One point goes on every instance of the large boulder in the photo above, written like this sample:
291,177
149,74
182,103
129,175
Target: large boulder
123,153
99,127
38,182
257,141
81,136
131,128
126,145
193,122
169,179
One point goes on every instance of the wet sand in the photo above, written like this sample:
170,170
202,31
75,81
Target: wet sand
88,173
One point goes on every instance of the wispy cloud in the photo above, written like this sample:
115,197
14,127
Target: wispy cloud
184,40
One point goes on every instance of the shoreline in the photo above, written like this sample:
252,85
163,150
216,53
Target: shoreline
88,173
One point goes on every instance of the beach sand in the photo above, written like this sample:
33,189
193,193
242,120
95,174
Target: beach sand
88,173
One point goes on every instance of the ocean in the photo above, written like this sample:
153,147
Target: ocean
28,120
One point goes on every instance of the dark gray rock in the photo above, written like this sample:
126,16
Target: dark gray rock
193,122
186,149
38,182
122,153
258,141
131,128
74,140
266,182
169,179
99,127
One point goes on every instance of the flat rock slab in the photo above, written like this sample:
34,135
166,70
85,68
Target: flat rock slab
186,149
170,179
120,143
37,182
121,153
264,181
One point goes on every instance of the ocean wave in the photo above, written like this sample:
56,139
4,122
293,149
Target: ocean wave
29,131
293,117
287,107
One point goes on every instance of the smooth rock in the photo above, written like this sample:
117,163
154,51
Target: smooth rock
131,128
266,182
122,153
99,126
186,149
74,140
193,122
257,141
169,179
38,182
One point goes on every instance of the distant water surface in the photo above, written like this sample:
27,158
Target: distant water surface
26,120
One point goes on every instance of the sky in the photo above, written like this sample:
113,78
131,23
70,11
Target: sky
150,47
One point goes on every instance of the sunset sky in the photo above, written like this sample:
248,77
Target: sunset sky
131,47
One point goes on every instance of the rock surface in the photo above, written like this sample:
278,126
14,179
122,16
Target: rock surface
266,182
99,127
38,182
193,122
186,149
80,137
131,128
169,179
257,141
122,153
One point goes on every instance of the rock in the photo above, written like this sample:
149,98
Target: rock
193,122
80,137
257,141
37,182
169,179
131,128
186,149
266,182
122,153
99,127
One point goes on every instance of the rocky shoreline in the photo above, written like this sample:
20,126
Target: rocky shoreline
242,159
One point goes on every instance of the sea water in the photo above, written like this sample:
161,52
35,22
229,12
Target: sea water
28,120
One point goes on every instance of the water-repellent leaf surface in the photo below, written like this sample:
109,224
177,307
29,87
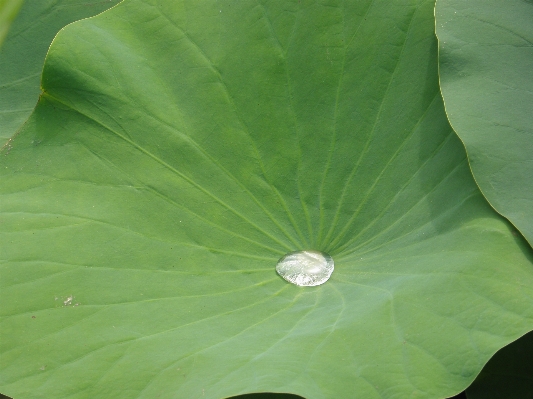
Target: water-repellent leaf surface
486,59
179,149
22,55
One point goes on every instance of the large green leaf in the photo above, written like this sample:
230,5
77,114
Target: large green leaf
22,55
509,374
486,59
180,148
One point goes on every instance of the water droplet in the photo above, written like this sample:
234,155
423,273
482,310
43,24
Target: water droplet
305,268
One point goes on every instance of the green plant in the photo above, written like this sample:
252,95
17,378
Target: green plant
179,149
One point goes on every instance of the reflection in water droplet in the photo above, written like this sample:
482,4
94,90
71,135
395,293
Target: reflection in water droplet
305,268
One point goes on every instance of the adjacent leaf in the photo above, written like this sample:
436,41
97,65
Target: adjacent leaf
8,12
509,374
486,59
22,55
181,148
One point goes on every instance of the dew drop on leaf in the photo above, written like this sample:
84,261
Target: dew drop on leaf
305,268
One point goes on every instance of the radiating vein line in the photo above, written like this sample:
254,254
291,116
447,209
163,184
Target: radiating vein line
17,81
279,340
179,174
124,269
173,363
210,159
369,139
342,233
243,124
400,191
335,116
295,125
372,249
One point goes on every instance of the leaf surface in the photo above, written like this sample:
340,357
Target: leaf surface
181,148
486,59
22,55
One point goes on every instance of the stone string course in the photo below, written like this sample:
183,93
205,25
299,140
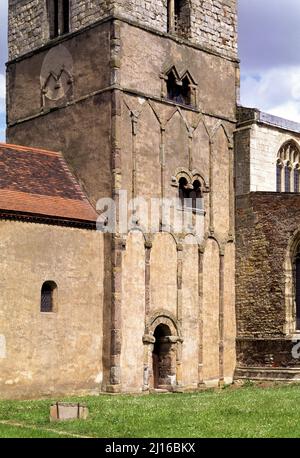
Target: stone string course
213,22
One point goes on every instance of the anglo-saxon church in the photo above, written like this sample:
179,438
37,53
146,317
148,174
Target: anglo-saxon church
106,98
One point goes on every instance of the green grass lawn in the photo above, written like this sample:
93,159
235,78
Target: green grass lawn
244,412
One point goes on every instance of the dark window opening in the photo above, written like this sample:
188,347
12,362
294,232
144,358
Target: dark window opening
178,6
178,91
184,190
190,195
59,16
55,19
296,180
287,184
195,196
66,16
297,292
47,296
163,359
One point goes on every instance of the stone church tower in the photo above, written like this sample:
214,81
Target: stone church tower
140,96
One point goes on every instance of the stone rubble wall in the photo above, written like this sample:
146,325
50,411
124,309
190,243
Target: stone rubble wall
213,22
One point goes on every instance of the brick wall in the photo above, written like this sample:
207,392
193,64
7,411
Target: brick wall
213,22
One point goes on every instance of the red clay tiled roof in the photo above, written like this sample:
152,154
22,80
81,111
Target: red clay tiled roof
39,182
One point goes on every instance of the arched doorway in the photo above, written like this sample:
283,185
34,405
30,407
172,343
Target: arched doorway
163,358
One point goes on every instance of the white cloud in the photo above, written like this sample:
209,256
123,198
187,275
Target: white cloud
276,91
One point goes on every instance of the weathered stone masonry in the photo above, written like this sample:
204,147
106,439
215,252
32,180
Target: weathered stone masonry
264,226
213,23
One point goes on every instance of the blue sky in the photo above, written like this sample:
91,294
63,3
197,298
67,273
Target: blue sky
269,49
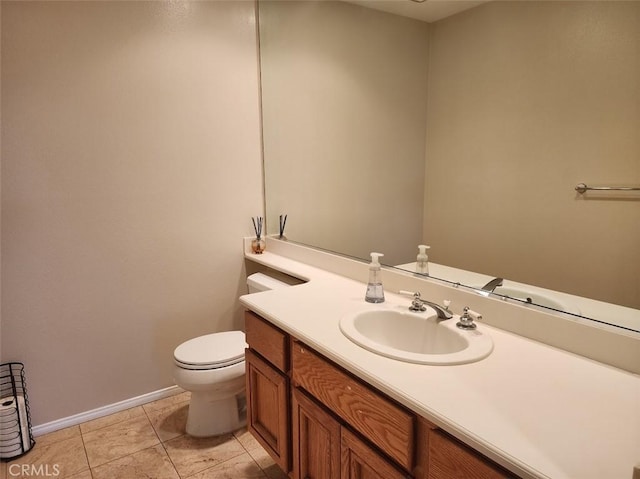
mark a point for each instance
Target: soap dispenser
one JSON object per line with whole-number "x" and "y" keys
{"x": 422, "y": 261}
{"x": 375, "y": 293}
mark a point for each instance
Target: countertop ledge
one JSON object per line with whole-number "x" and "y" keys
{"x": 538, "y": 411}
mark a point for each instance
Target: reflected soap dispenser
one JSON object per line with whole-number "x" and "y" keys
{"x": 422, "y": 261}
{"x": 375, "y": 293}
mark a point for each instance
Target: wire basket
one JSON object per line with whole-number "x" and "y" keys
{"x": 16, "y": 437}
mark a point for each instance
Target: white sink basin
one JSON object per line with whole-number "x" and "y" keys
{"x": 415, "y": 337}
{"x": 537, "y": 299}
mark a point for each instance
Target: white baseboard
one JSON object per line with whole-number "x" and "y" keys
{"x": 105, "y": 410}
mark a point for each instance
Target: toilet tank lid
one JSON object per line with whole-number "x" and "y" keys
{"x": 212, "y": 349}
{"x": 262, "y": 282}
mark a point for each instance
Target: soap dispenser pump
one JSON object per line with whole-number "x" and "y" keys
{"x": 422, "y": 261}
{"x": 375, "y": 293}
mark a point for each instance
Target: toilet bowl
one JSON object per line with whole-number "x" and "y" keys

- - -

> [TASK GOAL]: Rewrite all of the records above so that "Target" is replaced with "Object" wherever it occurs, leaving everything else unchanged. Do not include the pictures in your answer.

> [RESPONSE TO THE EXERCISE]:
One point goes on every instance of the large boulder in the photo above, written like this sample:
291,177
149,74
182,103
129,175
Object: large boulder
123,153
99,127
38,182
257,141
81,136
131,128
126,145
193,122
169,179
One point goes on every instance of the wet sand in the photo above, written like this sample:
170,170
202,31
75,81
Object: wet sand
88,173
One point goes on every instance of the wispy cloud in the photo above, written like this sample:
115,197
14,127
Object: wispy cloud
184,40
One point goes on every instance of the shoreline in the photo above, written like this sample:
252,85
163,150
216,53
Object: shoreline
88,173
One point goes on every instance of the beach sand in the photo above, written like this sample:
33,189
193,193
242,120
95,174
Object: beach sand
88,173
One point goes on every instance of the ocean in the photo above, written like this sample:
153,147
Object: ocean
28,120
One point goes on every instance of the dark gray rock in the photo above, written like this sample:
126,16
Object: dark gray rock
193,122
186,149
38,182
122,153
258,141
131,128
74,140
266,182
169,179
99,127
One point goes on every instance of the flat rock slab in the photo above, written like this sample:
34,135
166,70
85,68
Object: flat rock slab
186,149
170,179
120,143
37,182
121,153
264,181
One point goes on every instance of the ocean wave in the photo above, written like this sample:
56,139
4,122
293,149
Object: ocean wave
29,131
293,117
287,107
One point goes on every instance of the smooth rock in the photo above, written like this sample:
117,163
154,51
Object: smooth rock
131,128
266,182
122,153
99,126
186,149
74,140
193,122
257,141
169,179
38,182
One point goes on every instance of the distant water surface in the photo above, written like this sample:
27,158
Object: distant water surface
26,120
One point goes on every instance of the sky in the photo above, written like this sample:
113,78
131,23
70,11
Object: sky
150,47
One point goes on every instance of the sunset sky in the photo above, written like this sample:
248,77
Object: sunset sky
131,47
One point goes on every instance of the rock surface in the photo above, written like this sample:
278,126
14,179
122,16
Object: rock surface
266,182
99,127
38,182
193,122
186,149
80,137
131,128
169,179
257,141
122,153
One point goes on every instance of the rock in the photo above, written like this sample:
149,98
Object: rock
193,122
80,137
257,141
37,182
169,179
131,128
186,149
266,182
122,153
99,127
One point goes on every instance of the rocky shoreline in the photo above, written like this sample:
20,126
Object: rocky shoreline
242,159
One point goes on every instance of the sea water in the photo above, written like this sample:
161,52
35,22
229,12
Object: sea water
28,120
One point goes on every instance of the water-repellent leaf surface in the photo below, written like this sample:
109,224
177,307
29,87
Object: water-repellent leaf surface
486,59
179,149
22,55
One point goes on every instance of the large green leaf in the photo above, written like this sample:
230,5
77,114
Object: large green leaf
22,55
509,374
486,59
180,148
One point goes on every instance of the water droplet in the photo above, written like this sample:
234,155
423,273
482,310
43,24
Object: water droplet
305,268
One point goes on every instance of the green plant in the photo above, written like this sample:
252,95
17,378
Object: green plant
179,149
One point goes on every instance of the reflection in water droplet in the photo above, written like this sample:
482,4
94,90
71,135
395,293
Object: reflection in water droplet
305,268
One point goes on every instance of the adjacent leaf in the photo above, written like this sample:
436,41
97,65
Object: adjacent leaf
8,12
509,374
486,59
22,55
181,148
One point goes on every instance of the dew drop on leaf in the photo above, written like this sample:
84,261
Object: dew drop on leaf
305,268
One point goes on every instance of the radiating vein line in the photo above, written like this sample:
254,254
291,116
447,209
163,184
Object: radiating vein line
17,81
279,340
179,174
124,269
173,363
210,159
369,139
342,233
243,124
400,191
335,116
295,125
372,249
One point goes on every instance of the leaf surface in the photo above, written like this sample:
340,357
Object: leaf surface
181,148
486,59
22,55
One point goes on every instance of the stone string course in the photo below, written like this sample:
183,93
205,25
299,140
Object: stone string course
213,22
One point goes on every instance of the anglo-saxon church in the photo above, written like this sample:
179,438
37,53
146,317
148,174
Object: anglo-saxon church
106,98
One point goes on every instance of the green grass lawn in the photo above, written like this sample:
93,159
235,78
Object: green grass lawn
244,412
One point goes on every instance of the dark window opening in the photo above, written like this sample:
188,347
12,362
294,232
144,358
Object: dark window opening
178,6
178,91
184,190
190,195
59,16
55,19
296,180
287,184
195,196
66,16
297,292
47,296
163,359
One point goes on every instance of the stone church tower in the photo above, written like this sample:
214,81
Object: stone church tower
140,96
One point goes on every instance of the stone rubble wall in the photo above, written like this sample:
146,325
50,411
124,309
190,243
Object: stone rubble wall
213,22
One point goes on every instance of the brick wall in the photo above, written like this sample:
207,392
193,64
7,411
Object: brick wall
213,22
One point goes on every instance of the red clay tiled roof in the photo above, written like this sample:
152,154
22,80
81,111
Object: red clay tiled roof
39,182
One point goes on every instance of the arched doorway in the photo above, written like this sample:
283,185
34,405
30,407
172,343
Object: arched doorway
163,358
One point goes on every instance of the white cloud in the photo above, written like this sample:
209,256
123,198
187,275
Object: white cloud
276,91
One point goes on every instance of the weathered stone masonry in the photo above, written like this sample:
204,147
106,439
215,252
32,180
Object: weathered stone masonry
264,226
213,23
One point goes on every instance of the blue sky in the photo above, written like this sample:
91,294
63,3
197,298
67,273
Object: blue sky
269,49
mark a point for each instance
Object: soap dispenser
one JSON object per line with whole-number "x" and "y" keys
{"x": 422, "y": 261}
{"x": 375, "y": 293}
mark a point for each instance
Object: countertop ledge
one JSON object per line with whole-number "x" and "y" keys
{"x": 538, "y": 411}
mark a point for each instance
Object: reflected soap dispenser
one JSON object per line with whole-number "x" and "y" keys
{"x": 422, "y": 261}
{"x": 375, "y": 293}
mark a point for each instance
Object: wire basket
one JSON object per line with whole-number "x" and "y" keys
{"x": 16, "y": 437}
mark a point for each instance
Object: white sink basin
one JSON object per line with whole-number "x" and "y" keys
{"x": 415, "y": 337}
{"x": 537, "y": 299}
mark a point for each instance
Object: white baseboard
one JSON object per line with whole-number "x" and "y" keys
{"x": 105, "y": 410}
mark a point for each instance
Object: toilet tank lid
one JSON object per line with whole-number "x" and "y" keys
{"x": 212, "y": 349}
{"x": 262, "y": 282}
mark a point for each instance
Object: soap dispenser pump
one JSON object per line with whole-number "x" and "y" keys
{"x": 422, "y": 261}
{"x": 375, "y": 293}
mark a point for each instance
Object: toilet bowl
one JSON object per line with whole-number "x" and "y" keys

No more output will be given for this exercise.